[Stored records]
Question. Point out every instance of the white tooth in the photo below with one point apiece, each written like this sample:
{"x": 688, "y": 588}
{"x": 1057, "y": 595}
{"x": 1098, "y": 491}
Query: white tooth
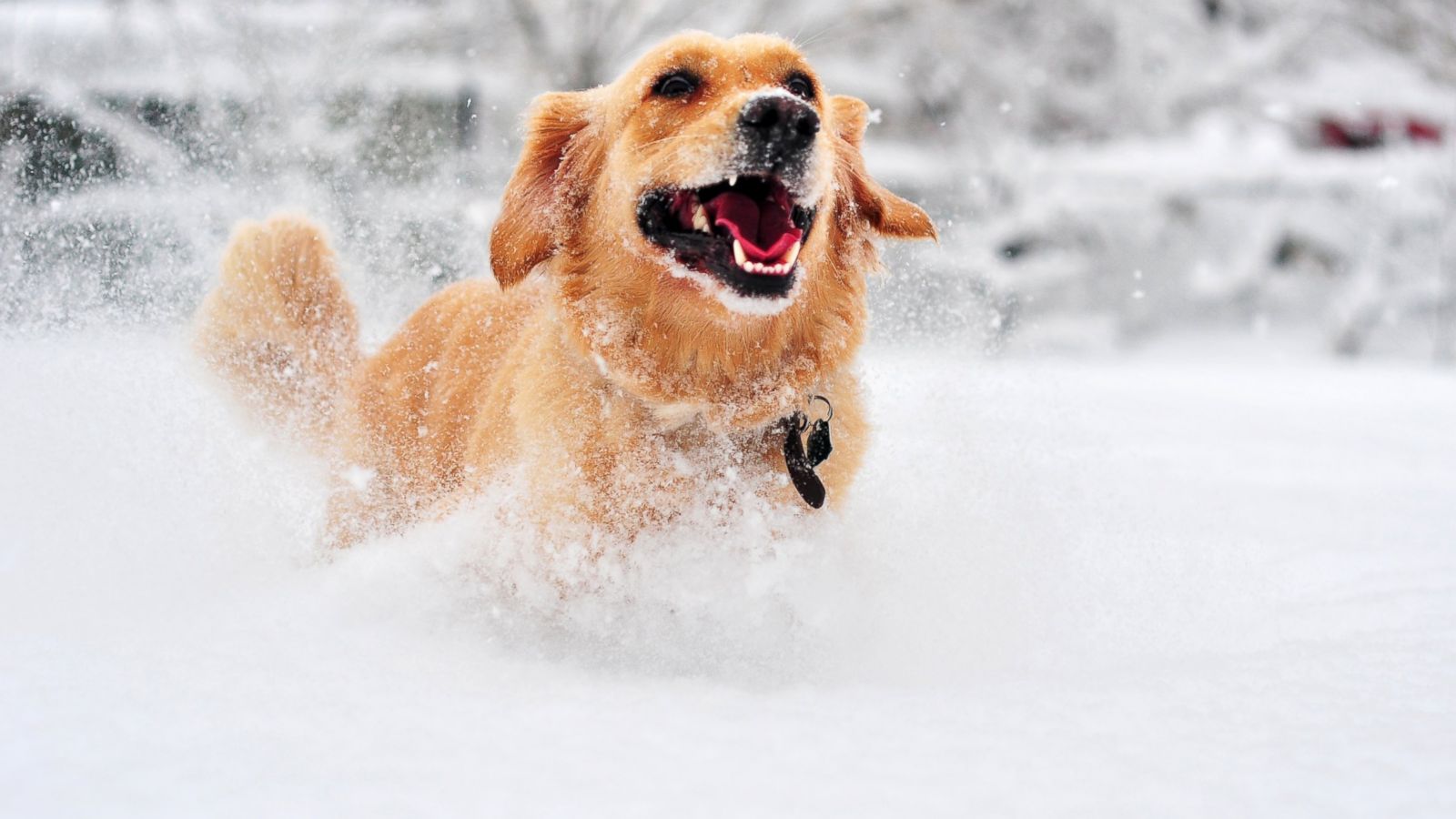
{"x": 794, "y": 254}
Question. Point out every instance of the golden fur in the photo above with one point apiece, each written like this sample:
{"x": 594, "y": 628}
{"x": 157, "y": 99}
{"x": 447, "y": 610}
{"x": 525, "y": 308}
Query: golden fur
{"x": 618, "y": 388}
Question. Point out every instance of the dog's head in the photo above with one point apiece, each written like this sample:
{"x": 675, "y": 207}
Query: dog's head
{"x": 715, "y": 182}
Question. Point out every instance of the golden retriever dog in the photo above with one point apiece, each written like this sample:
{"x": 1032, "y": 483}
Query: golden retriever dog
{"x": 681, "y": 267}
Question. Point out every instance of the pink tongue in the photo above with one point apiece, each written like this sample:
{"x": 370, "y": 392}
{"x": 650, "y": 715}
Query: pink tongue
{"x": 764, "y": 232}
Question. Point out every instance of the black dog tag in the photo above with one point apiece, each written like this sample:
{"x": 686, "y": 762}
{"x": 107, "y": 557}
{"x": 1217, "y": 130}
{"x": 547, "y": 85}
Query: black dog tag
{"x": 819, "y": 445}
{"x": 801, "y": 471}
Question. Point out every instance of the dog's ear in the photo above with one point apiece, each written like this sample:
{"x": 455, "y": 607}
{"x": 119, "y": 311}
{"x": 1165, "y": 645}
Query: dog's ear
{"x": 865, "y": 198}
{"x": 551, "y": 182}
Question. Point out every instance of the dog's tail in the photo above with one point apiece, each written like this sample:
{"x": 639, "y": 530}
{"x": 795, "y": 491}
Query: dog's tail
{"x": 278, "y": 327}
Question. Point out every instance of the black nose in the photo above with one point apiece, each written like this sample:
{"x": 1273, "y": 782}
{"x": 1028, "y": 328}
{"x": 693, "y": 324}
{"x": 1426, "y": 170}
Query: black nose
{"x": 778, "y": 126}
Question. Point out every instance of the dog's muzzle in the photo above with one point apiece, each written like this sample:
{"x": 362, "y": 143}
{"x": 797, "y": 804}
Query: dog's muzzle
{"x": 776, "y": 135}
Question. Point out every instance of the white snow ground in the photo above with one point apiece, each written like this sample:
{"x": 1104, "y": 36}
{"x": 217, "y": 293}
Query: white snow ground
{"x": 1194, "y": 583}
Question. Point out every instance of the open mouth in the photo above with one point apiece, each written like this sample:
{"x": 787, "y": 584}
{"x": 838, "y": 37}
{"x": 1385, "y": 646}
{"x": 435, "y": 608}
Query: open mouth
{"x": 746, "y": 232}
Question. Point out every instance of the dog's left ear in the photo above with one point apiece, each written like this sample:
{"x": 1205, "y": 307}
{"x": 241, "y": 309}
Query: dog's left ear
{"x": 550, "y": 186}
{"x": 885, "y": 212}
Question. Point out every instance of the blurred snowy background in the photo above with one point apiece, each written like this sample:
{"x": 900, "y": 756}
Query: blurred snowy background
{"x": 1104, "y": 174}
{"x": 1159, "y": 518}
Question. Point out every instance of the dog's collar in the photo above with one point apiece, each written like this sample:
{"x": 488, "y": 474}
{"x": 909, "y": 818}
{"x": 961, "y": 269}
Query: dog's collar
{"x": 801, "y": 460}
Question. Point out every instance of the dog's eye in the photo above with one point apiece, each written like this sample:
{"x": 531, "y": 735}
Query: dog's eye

## Task to carry out
From the material above, reproduce everything verbatim except the pictures.

## Right answer
Question. Point out every instance of the white tooth in the photo below with one point apiece, each written like this sample:
{"x": 688, "y": 588}
{"x": 1057, "y": 595}
{"x": 1098, "y": 491}
Query: white tooth
{"x": 794, "y": 254}
Question. Point out every instance of the golden fur in the photo above with one point apiece, each written like this sample:
{"x": 594, "y": 628}
{"x": 157, "y": 99}
{"x": 447, "y": 610}
{"x": 525, "y": 308}
Query: golden fur
{"x": 618, "y": 388}
Question. Point out every instance of the dog's head in the photo above with one point apiece, each written like this sample:
{"x": 675, "y": 207}
Query: dog's head
{"x": 715, "y": 182}
Question. Point out every instance of the golden retriever dog in the photo above with one point apiece, each written like this sample:
{"x": 1032, "y": 483}
Query: golden retriever dog
{"x": 681, "y": 267}
Question. Point out every instance of the pink tongue in the photo above with one point apiece, each written like this sample:
{"x": 370, "y": 392}
{"x": 650, "y": 715}
Query: pink tongue
{"x": 764, "y": 232}
Question. Point out every instance of the black dog tag in the photo above with one point apiece, each written like this sample:
{"x": 686, "y": 762}
{"x": 107, "y": 557}
{"x": 1217, "y": 130}
{"x": 547, "y": 85}
Query: black dog tag
{"x": 819, "y": 445}
{"x": 801, "y": 471}
Question. Point out every instance of the dog's ear in the photo above with one point apiece, each written like this sample:
{"x": 455, "y": 607}
{"x": 119, "y": 311}
{"x": 1165, "y": 645}
Query: dog's ear
{"x": 865, "y": 198}
{"x": 551, "y": 182}
Question. Point out every instance of the dog's tail in the photo above with one point apiece, each written like this sample:
{"x": 639, "y": 530}
{"x": 795, "y": 491}
Query: dog's tail
{"x": 278, "y": 327}
Question. Point out every instance of the black nose in the photo above with one point apiece, each written like this sample:
{"x": 1273, "y": 782}
{"x": 1028, "y": 328}
{"x": 693, "y": 324}
{"x": 1426, "y": 170}
Query: black nose
{"x": 778, "y": 126}
Question. Point out every instance of the dog's muzzle in the photo above with one point apiece, each written like this sample:
{"x": 362, "y": 143}
{"x": 797, "y": 804}
Query: dog's muzzle
{"x": 776, "y": 135}
Question. Point out every instance of the white snow ground in the photo above with one point apiece, each written like this sample:
{"x": 1104, "y": 36}
{"x": 217, "y": 293}
Query: white snow ground
{"x": 1194, "y": 583}
Question. Point out every instance of the open mouth in the photo above with one point apiece, each written like this sample:
{"x": 787, "y": 584}
{"x": 838, "y": 37}
{"x": 1385, "y": 646}
{"x": 435, "y": 608}
Query: open mouth
{"x": 746, "y": 232}
Question. Point out every instance of the dog's left ear in the photo above with one point apiece, each written like this sample:
{"x": 1205, "y": 307}
{"x": 241, "y": 309}
Query: dog's left ear
{"x": 550, "y": 186}
{"x": 885, "y": 212}
Question. Point out every instance of the blurred snowy background in the photo above with one point apiece, each written like this sample:
{"x": 900, "y": 756}
Query: blurred snowy background
{"x": 1104, "y": 174}
{"x": 1159, "y": 518}
Question. Point out every instance of the dog's collar in the photo above with one point apiece, each written like this sample:
{"x": 488, "y": 474}
{"x": 909, "y": 818}
{"x": 961, "y": 269}
Query: dog's collar
{"x": 801, "y": 460}
Question. Point out every instance of the dog's eye in the photo above with one point apiece, each written like this sample:
{"x": 531, "y": 735}
Query: dog's eye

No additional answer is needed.